**Passage**:
MPEG-4 Systems Binary Format For Scene (BIFS)

1. What is BIFS?
2. Why BIFS ?
3. What is the MPEG-4 model of an audio-visual object?
4. Why is scene description information separate from audio-visual objects?
5. Can the scene description be changed?
6. What is the difference between BIFS and VRML?
7. The Scene Description looks similar to VRML. Is it?
8. How is interactivity handled in MPEG-4?
9. So, the scene description is streamed?
10. Can there be multiple scene description streams in an MPEG-4 presentation?

1. What is BIFS?

BIFS is an abbreviation for "BInary Format for Scenes". BIFS provides a complete framework for the presentation engine of MPEG-4 terminals. BIFS enables to mix various MPEG-4  media together with 2D and 3D graphics, handle interactivity, and deal with the local or remote changes of the scene over time. BIFS has been designed as an extension of the VRML 2.0 specification in a binary form.

BIFS is actually composed of 4 elements:

  • The operational elements of the scene, consisting of nodes and routes. These represent in particular:
    • Audio-visual objects and their attributes (which define their audio-visual properties);
    • Composition operations;
    • Animation of the content;
    • Interactive behavior of individual objects by linking event source fields to event sink fields between different nodes.
  • The binary syntax for compressing the node tree as well as the associated routes.
  • The BIFS-Command protocol, in order to stream scene changes, insert new scenes or objects, delete objects, etc.
  • The BIFS-Anim protocol, in order to stream animations of node parameters. This is used as a very low overhead mechanism to animate audio-visual objects.

2. Why BIFS ?

A central concept in the MPEG-4 design is transmission and interaction with audio-visual objects, of synthetic or natural nature. The Audio, Visual part of the standard provide the encoding algorithms for individual audio-visual objects. In order to combine these media together into complete presentations, a scene description capability is needed.
BIFS provides the input data to the presentation layer of the MPEG-4 terminal. No other scene format covers all the requirements of the MPEG-4 presentation engine. The main concepts driving the design of the BIFS specification are the following:

  • Integration of 2D and 3D synthetic media together in a single format. By avoiding the burden of mixing multiple media formats together, the content creator has a way to design a complete multimedia content without the hassle of dealing with many different formats, and the end users to benefit from a lighter terminal with state of the art media capabilities;
  • Streaming environment: all existing scene description formats are designed in a way that a complete scene has to be downloaded before anything can be viewed on the terminal. In MPEG-4, the terminal is linked to one or several MPEG-4 servers. The scene description, as any other media, has to be streamed to the client. Allowing the scene to be "cut into pieces" and streamed to the client, as well as its animation parameters provide a more efficient model of transmission, that matches the MPEG-4 usual requirements. When dealing with communication applications these streaming features are also necessary in order to send new data to the user during the communication.

**Tasks**:
1. From the BIFS page, extract the stretch from "10. Can there" through "a binary form.".
2. Answer these questions using the BIFS page.
(a) Which specification was BIFS designed to extend, and in what form?
(b) What does the BIFS-Anim protocol stream?
(c) In MPEG-4, what is the terminal linked to?

**Stored data**:
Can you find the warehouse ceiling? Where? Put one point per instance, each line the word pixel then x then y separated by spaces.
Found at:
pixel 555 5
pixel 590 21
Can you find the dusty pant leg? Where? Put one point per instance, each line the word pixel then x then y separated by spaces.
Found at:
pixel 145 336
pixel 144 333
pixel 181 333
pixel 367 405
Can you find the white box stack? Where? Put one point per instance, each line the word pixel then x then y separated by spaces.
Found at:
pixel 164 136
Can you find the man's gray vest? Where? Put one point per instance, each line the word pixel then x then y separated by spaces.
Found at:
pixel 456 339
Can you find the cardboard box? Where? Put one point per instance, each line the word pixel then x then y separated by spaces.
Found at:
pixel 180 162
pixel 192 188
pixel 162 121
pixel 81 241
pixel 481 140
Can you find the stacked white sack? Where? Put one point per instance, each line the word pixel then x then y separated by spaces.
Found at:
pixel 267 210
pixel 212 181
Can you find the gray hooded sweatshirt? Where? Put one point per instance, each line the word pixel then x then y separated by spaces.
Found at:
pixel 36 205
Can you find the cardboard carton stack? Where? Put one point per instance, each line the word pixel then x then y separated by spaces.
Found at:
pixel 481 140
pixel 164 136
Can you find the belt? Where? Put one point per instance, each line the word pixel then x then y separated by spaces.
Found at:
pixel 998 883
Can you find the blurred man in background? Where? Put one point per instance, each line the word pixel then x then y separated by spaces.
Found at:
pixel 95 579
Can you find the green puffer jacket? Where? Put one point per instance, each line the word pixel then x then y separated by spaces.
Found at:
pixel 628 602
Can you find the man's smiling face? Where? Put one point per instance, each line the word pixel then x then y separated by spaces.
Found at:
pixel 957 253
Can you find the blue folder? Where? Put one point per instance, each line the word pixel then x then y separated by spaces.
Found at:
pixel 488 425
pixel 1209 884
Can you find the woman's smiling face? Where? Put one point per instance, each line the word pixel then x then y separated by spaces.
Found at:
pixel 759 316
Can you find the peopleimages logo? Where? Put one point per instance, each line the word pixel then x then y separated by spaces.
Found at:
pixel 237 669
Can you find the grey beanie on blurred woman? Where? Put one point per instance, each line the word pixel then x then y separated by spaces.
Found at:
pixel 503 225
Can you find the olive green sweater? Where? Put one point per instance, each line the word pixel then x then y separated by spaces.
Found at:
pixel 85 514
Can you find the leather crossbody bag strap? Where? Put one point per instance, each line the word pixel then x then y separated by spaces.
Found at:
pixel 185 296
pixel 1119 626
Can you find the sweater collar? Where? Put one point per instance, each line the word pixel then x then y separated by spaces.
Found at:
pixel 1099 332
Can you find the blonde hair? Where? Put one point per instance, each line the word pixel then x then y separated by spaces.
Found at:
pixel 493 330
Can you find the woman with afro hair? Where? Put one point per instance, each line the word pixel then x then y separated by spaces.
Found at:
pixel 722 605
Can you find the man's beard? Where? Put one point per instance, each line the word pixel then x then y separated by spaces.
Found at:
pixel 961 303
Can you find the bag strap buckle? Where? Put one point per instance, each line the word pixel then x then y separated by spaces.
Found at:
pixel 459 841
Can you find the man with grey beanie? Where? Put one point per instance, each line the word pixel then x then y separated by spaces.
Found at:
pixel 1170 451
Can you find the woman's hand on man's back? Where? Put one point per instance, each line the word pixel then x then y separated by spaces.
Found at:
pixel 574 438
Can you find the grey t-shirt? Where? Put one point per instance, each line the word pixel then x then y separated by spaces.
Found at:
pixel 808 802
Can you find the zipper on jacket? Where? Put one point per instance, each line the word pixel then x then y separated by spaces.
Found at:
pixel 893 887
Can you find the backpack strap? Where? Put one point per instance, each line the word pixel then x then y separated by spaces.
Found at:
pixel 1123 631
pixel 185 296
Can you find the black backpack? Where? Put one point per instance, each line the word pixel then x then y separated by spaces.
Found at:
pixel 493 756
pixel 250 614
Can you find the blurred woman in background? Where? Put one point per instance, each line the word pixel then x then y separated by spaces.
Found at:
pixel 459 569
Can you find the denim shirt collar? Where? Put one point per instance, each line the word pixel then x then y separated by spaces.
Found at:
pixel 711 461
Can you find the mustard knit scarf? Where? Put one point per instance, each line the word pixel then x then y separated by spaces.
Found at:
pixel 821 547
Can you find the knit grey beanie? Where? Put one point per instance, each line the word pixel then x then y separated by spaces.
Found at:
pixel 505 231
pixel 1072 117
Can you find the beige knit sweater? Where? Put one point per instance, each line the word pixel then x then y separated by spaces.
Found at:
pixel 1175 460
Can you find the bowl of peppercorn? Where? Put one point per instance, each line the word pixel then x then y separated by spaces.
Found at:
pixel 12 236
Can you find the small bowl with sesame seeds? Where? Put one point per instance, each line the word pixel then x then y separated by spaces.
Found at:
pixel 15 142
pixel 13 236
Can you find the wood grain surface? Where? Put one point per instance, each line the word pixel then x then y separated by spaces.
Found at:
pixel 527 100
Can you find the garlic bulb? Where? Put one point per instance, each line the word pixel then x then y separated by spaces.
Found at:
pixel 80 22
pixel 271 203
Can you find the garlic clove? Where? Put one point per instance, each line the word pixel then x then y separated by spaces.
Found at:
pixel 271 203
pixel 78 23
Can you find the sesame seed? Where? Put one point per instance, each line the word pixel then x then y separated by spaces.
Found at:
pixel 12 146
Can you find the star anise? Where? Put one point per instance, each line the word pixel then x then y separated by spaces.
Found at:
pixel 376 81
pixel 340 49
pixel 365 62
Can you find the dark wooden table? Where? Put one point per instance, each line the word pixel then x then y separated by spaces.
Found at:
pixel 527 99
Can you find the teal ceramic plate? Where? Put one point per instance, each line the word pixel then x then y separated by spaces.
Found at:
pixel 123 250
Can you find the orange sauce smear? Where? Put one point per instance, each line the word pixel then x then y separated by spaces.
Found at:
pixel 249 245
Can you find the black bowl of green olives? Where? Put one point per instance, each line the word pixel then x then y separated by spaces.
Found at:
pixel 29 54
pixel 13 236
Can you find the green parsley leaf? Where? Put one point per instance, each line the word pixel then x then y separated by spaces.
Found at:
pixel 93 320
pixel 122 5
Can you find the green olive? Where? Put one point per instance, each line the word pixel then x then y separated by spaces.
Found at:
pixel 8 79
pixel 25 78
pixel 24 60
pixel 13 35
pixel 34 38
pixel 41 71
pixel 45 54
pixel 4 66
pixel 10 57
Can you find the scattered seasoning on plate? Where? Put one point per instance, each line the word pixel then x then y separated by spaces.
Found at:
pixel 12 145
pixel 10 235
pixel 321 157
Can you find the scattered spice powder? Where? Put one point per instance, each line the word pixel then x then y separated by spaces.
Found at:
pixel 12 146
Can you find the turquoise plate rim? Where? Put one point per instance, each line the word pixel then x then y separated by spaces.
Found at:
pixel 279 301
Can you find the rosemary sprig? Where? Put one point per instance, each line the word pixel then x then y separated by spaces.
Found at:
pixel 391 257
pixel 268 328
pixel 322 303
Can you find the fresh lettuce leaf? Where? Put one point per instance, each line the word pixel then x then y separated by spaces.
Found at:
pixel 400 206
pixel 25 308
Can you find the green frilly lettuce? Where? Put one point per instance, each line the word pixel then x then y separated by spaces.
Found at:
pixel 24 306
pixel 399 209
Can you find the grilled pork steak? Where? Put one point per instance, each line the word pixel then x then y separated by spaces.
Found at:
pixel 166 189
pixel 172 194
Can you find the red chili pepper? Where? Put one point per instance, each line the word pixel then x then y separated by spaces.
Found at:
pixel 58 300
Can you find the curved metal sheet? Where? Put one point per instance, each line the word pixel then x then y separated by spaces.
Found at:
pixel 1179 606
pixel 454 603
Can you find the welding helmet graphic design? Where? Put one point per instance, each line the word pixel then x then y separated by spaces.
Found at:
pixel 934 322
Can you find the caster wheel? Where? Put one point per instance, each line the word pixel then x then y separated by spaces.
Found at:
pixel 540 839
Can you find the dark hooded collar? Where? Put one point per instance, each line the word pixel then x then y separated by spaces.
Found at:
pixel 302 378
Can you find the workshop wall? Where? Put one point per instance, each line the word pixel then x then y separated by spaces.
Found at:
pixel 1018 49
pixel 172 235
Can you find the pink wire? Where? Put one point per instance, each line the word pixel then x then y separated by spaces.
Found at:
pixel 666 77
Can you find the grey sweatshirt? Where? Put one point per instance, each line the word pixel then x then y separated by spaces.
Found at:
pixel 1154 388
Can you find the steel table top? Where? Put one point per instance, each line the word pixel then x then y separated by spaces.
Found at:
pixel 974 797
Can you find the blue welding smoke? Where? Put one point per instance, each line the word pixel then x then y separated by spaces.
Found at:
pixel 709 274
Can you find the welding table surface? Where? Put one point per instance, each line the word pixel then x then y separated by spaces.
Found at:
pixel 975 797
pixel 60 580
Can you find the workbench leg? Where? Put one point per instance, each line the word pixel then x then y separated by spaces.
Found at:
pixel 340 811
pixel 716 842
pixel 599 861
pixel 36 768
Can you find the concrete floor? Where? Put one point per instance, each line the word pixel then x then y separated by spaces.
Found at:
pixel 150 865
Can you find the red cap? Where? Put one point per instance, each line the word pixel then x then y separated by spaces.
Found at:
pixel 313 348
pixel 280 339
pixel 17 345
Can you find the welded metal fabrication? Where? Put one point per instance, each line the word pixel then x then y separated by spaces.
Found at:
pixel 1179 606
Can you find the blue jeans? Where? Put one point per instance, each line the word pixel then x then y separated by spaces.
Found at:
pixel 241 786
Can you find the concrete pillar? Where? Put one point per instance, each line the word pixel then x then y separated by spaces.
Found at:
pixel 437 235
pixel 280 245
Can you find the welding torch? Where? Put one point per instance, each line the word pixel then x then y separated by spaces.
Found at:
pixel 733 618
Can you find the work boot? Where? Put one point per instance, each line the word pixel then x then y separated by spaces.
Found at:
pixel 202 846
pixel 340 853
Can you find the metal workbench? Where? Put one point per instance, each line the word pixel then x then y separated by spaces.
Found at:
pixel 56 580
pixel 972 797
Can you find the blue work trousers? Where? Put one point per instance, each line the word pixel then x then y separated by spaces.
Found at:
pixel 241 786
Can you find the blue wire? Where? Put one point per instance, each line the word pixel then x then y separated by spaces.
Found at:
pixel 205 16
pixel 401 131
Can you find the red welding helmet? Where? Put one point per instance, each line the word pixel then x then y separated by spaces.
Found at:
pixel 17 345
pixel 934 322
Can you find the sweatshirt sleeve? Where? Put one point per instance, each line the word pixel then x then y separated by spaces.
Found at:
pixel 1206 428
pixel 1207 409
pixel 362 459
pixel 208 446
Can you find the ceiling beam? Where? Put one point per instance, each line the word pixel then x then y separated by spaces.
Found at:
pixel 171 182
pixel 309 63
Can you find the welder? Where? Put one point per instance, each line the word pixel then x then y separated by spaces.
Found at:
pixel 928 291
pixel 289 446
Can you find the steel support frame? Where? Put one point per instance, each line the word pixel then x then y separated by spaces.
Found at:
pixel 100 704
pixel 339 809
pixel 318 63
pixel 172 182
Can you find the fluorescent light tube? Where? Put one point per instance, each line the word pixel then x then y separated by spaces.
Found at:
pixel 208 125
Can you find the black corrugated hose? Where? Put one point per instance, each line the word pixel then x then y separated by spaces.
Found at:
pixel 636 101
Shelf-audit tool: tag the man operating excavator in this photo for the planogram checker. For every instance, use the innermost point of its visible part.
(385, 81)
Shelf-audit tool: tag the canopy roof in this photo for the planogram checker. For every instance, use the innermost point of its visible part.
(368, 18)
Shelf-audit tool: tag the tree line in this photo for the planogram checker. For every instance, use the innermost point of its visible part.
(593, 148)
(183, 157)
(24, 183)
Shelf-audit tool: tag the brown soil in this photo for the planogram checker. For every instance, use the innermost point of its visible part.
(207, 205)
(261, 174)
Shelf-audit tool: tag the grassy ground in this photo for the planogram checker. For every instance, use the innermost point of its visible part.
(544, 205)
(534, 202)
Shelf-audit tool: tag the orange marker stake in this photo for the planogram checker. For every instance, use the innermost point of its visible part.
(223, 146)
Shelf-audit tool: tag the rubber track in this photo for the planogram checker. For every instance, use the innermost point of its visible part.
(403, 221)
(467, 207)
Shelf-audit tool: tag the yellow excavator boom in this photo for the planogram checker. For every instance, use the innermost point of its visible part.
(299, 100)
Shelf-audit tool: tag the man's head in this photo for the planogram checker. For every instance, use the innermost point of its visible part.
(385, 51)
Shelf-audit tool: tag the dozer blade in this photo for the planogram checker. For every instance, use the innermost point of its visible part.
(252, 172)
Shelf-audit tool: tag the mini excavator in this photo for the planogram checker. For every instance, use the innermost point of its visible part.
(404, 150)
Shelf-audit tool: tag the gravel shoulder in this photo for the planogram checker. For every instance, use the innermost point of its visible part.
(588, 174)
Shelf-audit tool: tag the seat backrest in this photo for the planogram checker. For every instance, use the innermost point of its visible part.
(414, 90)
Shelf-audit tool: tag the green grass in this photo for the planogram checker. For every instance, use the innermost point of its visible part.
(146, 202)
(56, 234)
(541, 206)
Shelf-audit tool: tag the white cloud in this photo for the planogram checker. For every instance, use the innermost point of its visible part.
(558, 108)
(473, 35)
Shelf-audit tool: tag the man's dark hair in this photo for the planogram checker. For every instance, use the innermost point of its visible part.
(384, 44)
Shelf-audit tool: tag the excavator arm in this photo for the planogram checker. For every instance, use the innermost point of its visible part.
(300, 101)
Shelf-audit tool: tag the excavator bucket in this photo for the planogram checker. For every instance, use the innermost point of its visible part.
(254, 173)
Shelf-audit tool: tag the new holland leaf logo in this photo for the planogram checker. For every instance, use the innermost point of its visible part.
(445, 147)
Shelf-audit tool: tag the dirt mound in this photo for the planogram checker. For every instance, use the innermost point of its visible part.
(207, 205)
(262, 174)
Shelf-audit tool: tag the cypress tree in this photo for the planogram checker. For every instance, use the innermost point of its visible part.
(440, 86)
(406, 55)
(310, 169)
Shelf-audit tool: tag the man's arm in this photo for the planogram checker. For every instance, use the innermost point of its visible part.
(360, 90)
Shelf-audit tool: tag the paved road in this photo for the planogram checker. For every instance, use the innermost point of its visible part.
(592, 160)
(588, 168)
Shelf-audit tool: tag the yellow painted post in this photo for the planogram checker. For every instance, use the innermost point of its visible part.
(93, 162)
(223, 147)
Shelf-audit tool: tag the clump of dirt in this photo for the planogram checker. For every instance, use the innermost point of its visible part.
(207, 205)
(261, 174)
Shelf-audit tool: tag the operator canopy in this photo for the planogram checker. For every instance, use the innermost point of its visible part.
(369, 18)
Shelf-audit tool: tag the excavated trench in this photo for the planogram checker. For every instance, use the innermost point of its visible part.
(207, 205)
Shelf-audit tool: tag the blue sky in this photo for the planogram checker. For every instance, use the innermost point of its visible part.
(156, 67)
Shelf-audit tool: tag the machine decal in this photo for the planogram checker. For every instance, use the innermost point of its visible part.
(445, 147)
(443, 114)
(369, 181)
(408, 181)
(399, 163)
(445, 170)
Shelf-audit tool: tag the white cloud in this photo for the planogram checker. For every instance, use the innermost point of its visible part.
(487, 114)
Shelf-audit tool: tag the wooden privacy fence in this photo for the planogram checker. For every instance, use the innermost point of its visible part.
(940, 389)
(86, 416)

**Per-task answers**:
1.
10. Can there be multiple scene description streams in an MPEG-4 presentation?

1. What is BIFS?

BIFS is an abbreviation for "BInary Format for Scenes". BIFS provides a complete framework for the presentation engine of MPEG-4 terminals. BIFS enables to mix various MPEG-4  media together with 2D and 3D graphics, handle interactivity, and deal with the local or remote changes of the scene over time. BIFS has been designed as an extension of the VRML 2.0 specification in a binary form.

2.
(a) The VRML 2.0 specification, in a binary form.
(b) Animations of node parameters.
(c) One or several MPEG-4 servers.